Activity
Although pictures appear in the data, the answer should contain only the lines from its start through the line with "Could you spot the dark green", written out exactly.

Given data
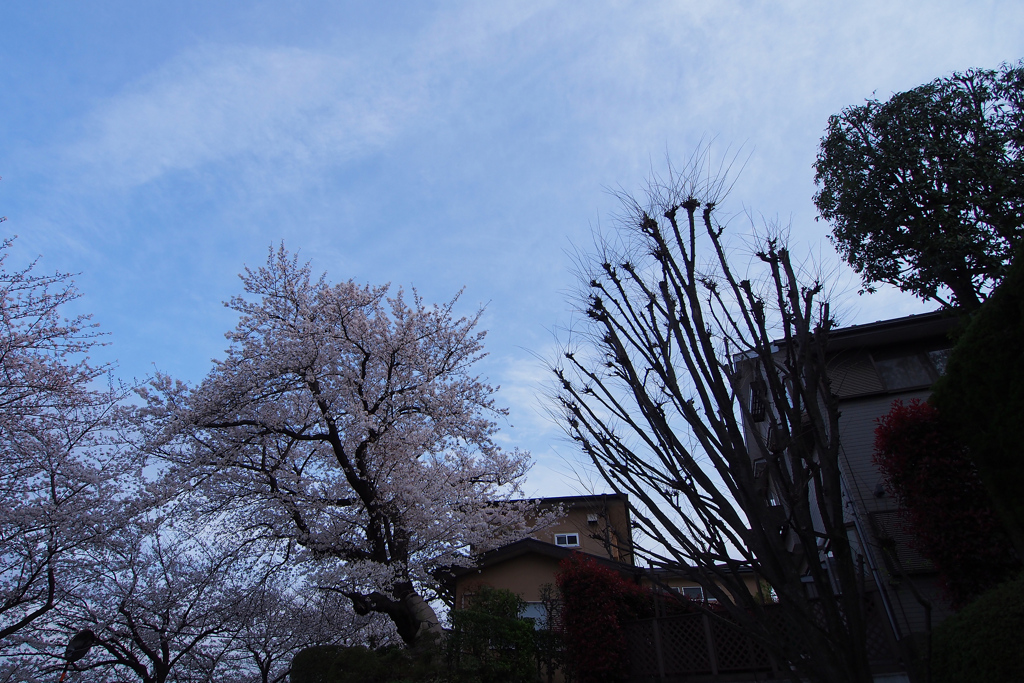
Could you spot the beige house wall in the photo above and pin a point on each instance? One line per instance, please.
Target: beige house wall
(524, 575)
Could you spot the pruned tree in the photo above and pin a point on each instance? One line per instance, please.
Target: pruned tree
(926, 190)
(61, 469)
(653, 388)
(348, 423)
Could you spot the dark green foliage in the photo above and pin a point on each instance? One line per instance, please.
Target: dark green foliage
(331, 664)
(984, 641)
(948, 509)
(597, 601)
(983, 394)
(489, 642)
(927, 189)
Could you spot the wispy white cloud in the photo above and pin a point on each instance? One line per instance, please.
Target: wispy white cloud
(282, 105)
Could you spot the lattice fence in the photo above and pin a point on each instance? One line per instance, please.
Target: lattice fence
(698, 644)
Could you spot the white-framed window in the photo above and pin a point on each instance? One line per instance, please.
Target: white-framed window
(692, 592)
(536, 611)
(567, 540)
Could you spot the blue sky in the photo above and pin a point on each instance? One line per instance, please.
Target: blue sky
(157, 148)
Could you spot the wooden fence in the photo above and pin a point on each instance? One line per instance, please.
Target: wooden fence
(700, 646)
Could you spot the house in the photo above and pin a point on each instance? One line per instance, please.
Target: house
(598, 525)
(869, 367)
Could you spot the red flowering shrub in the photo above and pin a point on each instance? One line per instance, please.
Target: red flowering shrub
(596, 602)
(945, 504)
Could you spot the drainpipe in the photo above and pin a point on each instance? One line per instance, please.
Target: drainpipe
(861, 537)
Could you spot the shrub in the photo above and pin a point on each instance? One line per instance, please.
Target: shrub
(332, 664)
(982, 394)
(596, 602)
(984, 641)
(945, 504)
(489, 642)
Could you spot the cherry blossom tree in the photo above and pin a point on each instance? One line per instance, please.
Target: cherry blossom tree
(62, 475)
(281, 617)
(350, 423)
(162, 602)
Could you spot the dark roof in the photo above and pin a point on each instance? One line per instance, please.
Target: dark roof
(535, 547)
(582, 500)
(895, 331)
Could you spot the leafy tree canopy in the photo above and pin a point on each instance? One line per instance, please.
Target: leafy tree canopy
(925, 190)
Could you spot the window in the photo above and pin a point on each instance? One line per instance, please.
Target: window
(536, 611)
(939, 359)
(692, 592)
(759, 391)
(567, 540)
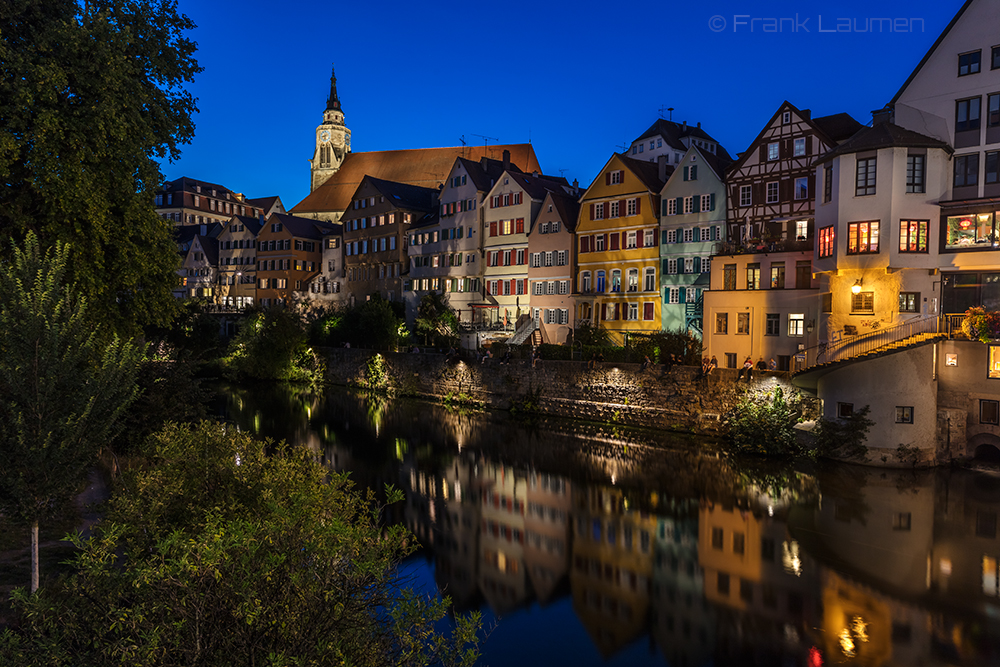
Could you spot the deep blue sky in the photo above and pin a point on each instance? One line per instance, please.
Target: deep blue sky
(578, 80)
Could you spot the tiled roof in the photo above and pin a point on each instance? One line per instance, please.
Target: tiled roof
(838, 126)
(883, 135)
(426, 167)
(302, 227)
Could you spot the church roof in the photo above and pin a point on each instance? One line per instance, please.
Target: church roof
(426, 167)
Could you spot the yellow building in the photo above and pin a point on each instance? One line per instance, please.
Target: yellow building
(618, 254)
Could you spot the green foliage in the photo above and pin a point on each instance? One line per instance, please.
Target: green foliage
(436, 322)
(271, 345)
(374, 324)
(844, 438)
(91, 95)
(228, 551)
(982, 325)
(762, 425)
(62, 391)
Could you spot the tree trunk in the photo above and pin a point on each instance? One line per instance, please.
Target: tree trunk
(34, 556)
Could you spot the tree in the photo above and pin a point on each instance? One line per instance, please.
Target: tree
(436, 321)
(62, 392)
(91, 95)
(232, 551)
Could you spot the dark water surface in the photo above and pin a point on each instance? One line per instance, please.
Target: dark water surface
(595, 545)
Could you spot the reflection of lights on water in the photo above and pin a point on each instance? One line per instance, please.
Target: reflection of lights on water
(790, 558)
(846, 643)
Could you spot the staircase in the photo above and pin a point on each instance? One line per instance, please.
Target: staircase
(527, 328)
(843, 348)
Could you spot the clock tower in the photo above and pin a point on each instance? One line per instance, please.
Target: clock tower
(333, 140)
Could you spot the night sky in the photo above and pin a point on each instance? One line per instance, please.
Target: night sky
(577, 80)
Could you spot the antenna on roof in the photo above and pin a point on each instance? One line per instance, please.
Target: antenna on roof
(485, 140)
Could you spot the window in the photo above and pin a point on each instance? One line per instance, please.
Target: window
(729, 277)
(865, 183)
(970, 232)
(802, 188)
(909, 302)
(968, 63)
(777, 275)
(989, 411)
(913, 235)
(746, 196)
(915, 173)
(772, 192)
(966, 170)
(992, 168)
(863, 303)
(796, 324)
(862, 238)
(967, 114)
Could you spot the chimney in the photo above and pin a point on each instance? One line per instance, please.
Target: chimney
(882, 116)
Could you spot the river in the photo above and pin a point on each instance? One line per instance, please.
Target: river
(589, 544)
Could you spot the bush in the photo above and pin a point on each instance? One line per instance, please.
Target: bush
(763, 425)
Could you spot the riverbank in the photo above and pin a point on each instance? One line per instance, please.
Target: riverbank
(674, 398)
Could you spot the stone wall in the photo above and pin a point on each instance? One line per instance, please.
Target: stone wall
(611, 392)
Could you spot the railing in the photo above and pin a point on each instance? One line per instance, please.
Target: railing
(526, 329)
(844, 346)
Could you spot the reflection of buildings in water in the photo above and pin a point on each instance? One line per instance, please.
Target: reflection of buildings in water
(457, 546)
(612, 566)
(964, 565)
(683, 623)
(755, 569)
(546, 532)
(503, 501)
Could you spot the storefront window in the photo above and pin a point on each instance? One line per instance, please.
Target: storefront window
(970, 231)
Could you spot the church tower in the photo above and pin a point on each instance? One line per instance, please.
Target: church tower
(333, 139)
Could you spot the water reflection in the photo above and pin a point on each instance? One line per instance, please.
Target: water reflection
(664, 551)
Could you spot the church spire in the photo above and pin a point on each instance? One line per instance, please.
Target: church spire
(333, 102)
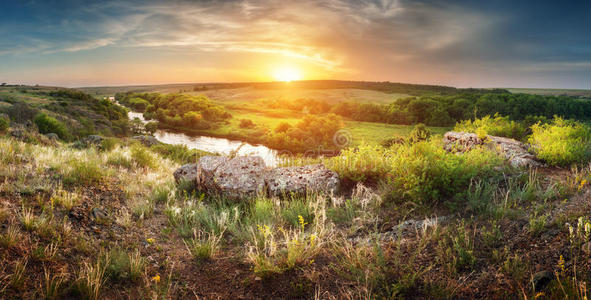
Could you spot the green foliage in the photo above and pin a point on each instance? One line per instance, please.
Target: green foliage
(47, 124)
(311, 132)
(562, 142)
(246, 123)
(84, 172)
(143, 157)
(423, 172)
(497, 126)
(176, 110)
(419, 133)
(179, 153)
(4, 124)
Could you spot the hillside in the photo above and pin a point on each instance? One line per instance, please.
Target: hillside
(411, 221)
(80, 114)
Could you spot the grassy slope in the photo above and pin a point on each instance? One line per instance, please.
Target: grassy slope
(70, 111)
(49, 229)
(247, 103)
(555, 92)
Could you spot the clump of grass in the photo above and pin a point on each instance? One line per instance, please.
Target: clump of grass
(28, 219)
(17, 279)
(119, 159)
(203, 246)
(52, 285)
(92, 279)
(122, 266)
(85, 171)
(65, 199)
(142, 209)
(296, 209)
(10, 237)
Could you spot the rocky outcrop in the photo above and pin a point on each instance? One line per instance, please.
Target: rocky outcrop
(299, 180)
(186, 173)
(146, 140)
(514, 151)
(240, 177)
(247, 176)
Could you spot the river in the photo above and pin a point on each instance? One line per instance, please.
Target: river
(212, 144)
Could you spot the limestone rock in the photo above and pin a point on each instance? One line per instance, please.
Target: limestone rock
(240, 177)
(514, 151)
(247, 176)
(299, 180)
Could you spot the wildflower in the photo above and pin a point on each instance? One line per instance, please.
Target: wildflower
(312, 240)
(156, 278)
(302, 222)
(561, 264)
(582, 184)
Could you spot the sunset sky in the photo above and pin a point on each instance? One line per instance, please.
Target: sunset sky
(459, 43)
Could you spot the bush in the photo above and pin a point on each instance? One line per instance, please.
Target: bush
(4, 123)
(84, 172)
(497, 126)
(419, 133)
(246, 123)
(47, 124)
(562, 142)
(143, 157)
(422, 172)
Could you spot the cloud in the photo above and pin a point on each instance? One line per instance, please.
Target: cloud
(399, 40)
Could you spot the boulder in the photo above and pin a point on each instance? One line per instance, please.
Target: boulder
(186, 173)
(147, 140)
(300, 180)
(18, 133)
(514, 151)
(247, 176)
(93, 140)
(240, 177)
(52, 136)
(206, 168)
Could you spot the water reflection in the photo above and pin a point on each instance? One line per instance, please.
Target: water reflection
(212, 144)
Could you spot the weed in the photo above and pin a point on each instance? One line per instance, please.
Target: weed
(91, 278)
(10, 237)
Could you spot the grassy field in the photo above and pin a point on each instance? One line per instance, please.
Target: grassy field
(251, 103)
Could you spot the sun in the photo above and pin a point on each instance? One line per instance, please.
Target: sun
(287, 74)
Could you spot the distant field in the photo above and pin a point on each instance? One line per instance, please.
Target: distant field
(554, 92)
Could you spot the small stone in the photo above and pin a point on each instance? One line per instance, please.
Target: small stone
(98, 213)
(542, 279)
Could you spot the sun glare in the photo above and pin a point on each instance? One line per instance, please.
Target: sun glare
(287, 74)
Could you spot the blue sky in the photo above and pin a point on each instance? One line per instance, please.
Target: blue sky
(461, 43)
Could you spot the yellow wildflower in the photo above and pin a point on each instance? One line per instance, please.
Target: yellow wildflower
(156, 278)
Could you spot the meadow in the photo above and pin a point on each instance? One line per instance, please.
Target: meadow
(106, 219)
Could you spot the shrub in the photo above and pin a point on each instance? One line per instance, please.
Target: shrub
(4, 123)
(246, 123)
(497, 126)
(427, 174)
(84, 172)
(419, 133)
(562, 142)
(47, 124)
(282, 127)
(143, 157)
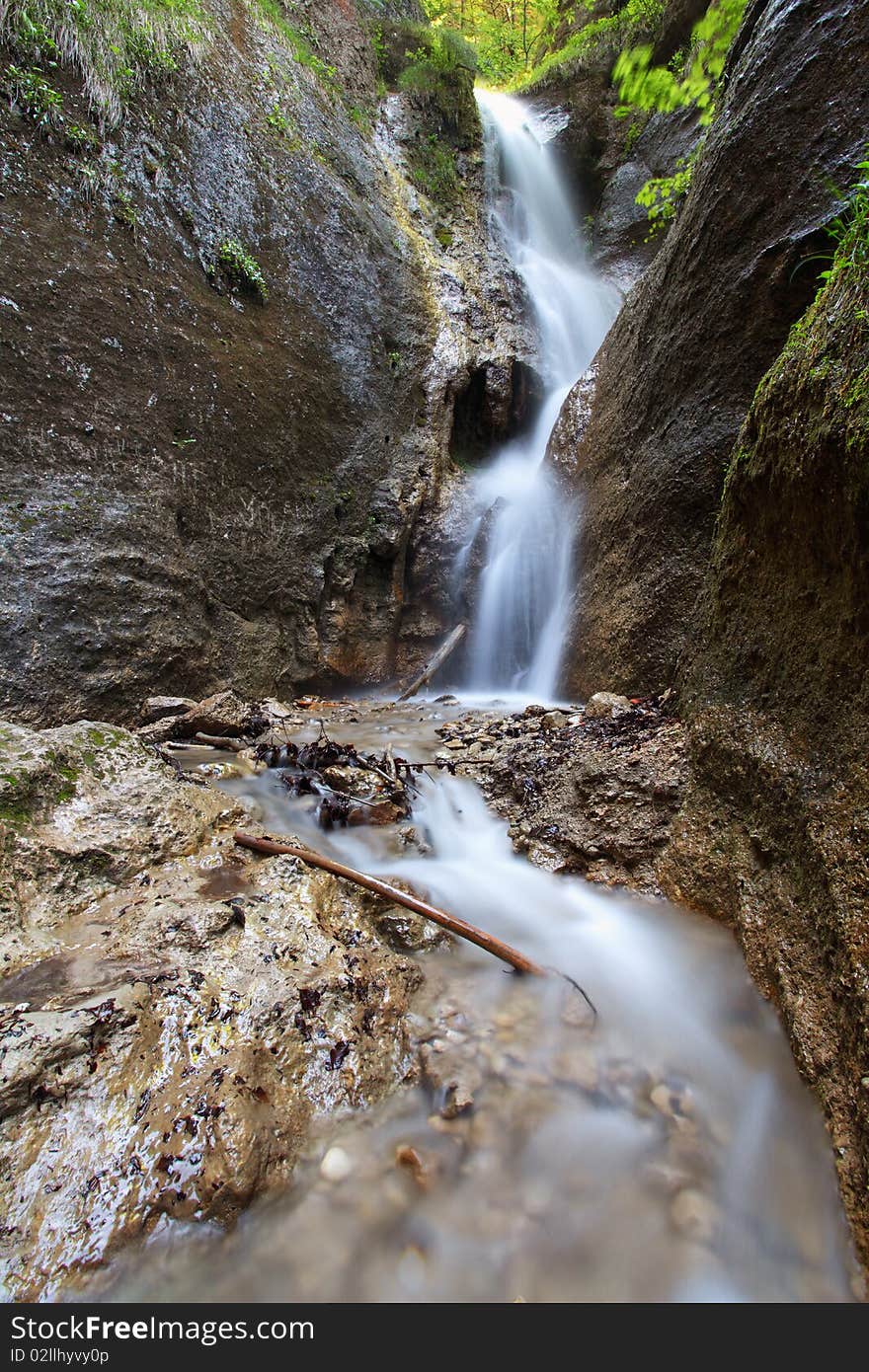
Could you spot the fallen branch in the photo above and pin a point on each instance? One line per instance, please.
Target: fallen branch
(445, 650)
(397, 897)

Solved problem
Could you spot the beige house wall in the photo above and pin a point on each instance? One line per instance, please.
Target: beige house wall
(524, 575)
Could you spot the pruned tree in the photo above and pin a point on each instance? One line per instance, please.
Target: pruned tree
(926, 190)
(61, 469)
(653, 388)
(348, 423)
Could you spot the dark green foliage in the photo above and pin a point on each instance? One line per instance, please.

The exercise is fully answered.